Rewrite all the items below, swapping "integer pixel coordinates" for "whole-number pixel coordinates" wherever it occurs and changing nothing else. Leave the pictures out.

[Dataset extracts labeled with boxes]
START
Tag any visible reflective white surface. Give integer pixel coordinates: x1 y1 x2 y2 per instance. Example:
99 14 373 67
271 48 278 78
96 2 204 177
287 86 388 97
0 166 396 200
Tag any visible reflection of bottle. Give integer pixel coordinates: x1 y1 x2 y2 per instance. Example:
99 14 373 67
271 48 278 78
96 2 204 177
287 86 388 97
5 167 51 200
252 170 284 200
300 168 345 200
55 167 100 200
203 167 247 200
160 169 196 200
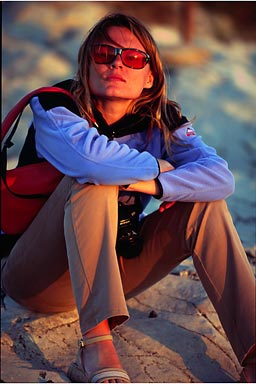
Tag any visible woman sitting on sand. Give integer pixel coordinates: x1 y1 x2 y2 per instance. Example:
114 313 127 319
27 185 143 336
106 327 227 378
2 14 255 382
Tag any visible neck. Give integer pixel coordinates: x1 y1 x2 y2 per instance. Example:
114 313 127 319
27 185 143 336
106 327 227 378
96 100 130 125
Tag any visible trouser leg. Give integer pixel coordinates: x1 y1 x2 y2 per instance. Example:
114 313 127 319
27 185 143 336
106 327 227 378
65 184 128 334
120 201 255 362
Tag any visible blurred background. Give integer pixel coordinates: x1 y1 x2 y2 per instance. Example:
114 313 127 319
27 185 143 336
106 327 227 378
2 1 256 249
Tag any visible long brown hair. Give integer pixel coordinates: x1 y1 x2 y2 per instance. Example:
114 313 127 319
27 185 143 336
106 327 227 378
73 13 181 150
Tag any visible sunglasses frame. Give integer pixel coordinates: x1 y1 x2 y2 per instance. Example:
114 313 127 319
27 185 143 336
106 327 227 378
92 44 151 69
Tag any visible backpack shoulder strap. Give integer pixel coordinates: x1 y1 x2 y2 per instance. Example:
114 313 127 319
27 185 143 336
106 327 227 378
1 87 73 140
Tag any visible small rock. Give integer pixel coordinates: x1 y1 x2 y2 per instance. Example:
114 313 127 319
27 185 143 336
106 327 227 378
148 310 158 318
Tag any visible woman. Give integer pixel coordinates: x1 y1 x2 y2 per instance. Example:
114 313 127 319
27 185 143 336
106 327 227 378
2 14 255 382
END
**ANSWER FOR THIS EXERCISE**
Tag any visible reflective white surface. Give whole-number pixel coordinates: x1 y1 x2 y2 per instance. Example:
99 14 373 67
271 48 278 78
96 2 204 177
287 86 388 97
0 166 396 200
Tag any visible reflection of bottle. Give whole-number pixel coordinates: x1 y1 x2 y2 per instance. Example:
99 14 373 67
271 48 278 78
96 2 204 177
287 86 388 97
5 167 51 200
252 170 284 200
300 168 345 200
55 167 100 200
203 167 247 200
160 169 196 200
Tag any visible woman sitting on sand. Give whole-number pixel coordinates: x1 y1 x2 y2 per instance. Example:
114 313 127 319
27 185 143 336
106 327 227 378
2 14 255 382
Tag any visible neck. Give whole-number pixel coordinates: x1 y1 x2 y2 per instance. Example:
114 313 127 319
27 185 143 336
106 327 227 378
96 100 130 125
Tag any visible trouser leg. Give whole-number pixel coordinates: x1 y1 x2 y2 per instance. Example:
114 313 127 319
27 185 143 336
106 327 227 378
65 184 128 334
120 201 255 362
Tag any visible blurred background. Give whole-number pixel coordinates: x1 y1 x2 y2 per instance. Example:
114 313 127 319
27 185 143 336
106 327 227 378
2 1 256 249
Tag any visible long brown hair. Give whole-number pixel coordinates: x1 y1 x2 y2 per instance. Example:
114 313 127 319
27 185 143 336
106 327 227 378
73 13 181 150
Tag any visible sunglasses frame. Give whole-number pixel coordinates: x1 y1 x2 y2 per instance. Example:
114 313 127 319
27 185 143 336
106 327 227 378
92 44 151 69
Tag any visible backpack shoulder strap. Give whole-number pixel coordinates: x1 y1 x2 y2 per instance. Example:
114 313 127 319
27 185 143 336
106 327 227 378
1 87 73 140
Tag any visible small rock. Give whole-number pixel coordinates: x1 y1 x2 y2 per instance. Example:
114 313 127 319
27 185 143 336
106 327 227 378
148 310 158 318
Tag any visible woman. Give whole-number pixel coordinates: x1 y1 x2 y2 per instance. Example:
114 313 127 319
27 185 143 336
106 327 227 378
2 14 255 382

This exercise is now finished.